- [WHAT TO PRODUCE]:
Render the records below as a JSON list of strings, with one string for each line and blank lines omitted. Exclude the pictures from the list.

[Stored data]
+--

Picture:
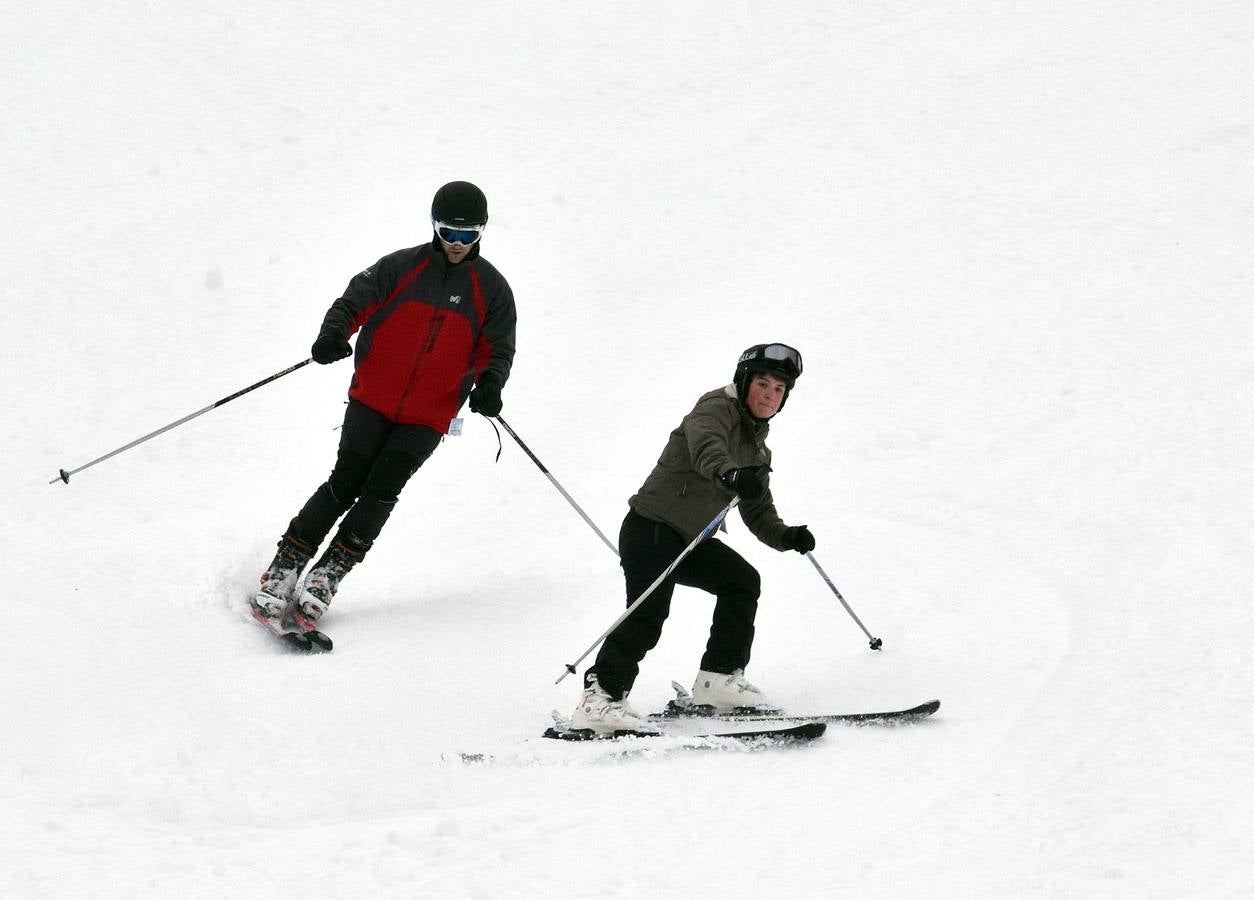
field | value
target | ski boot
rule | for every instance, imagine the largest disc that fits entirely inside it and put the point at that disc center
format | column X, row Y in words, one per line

+--

- [FINAL RESULT]:
[
  "Picture:",
  "field | value",
  "target | ski boot",
  "rule | for every instance, imagine the largest disc that fits entirely inside it and put the point at that disc center",
  "format | column X, row Y in words, one per line"
]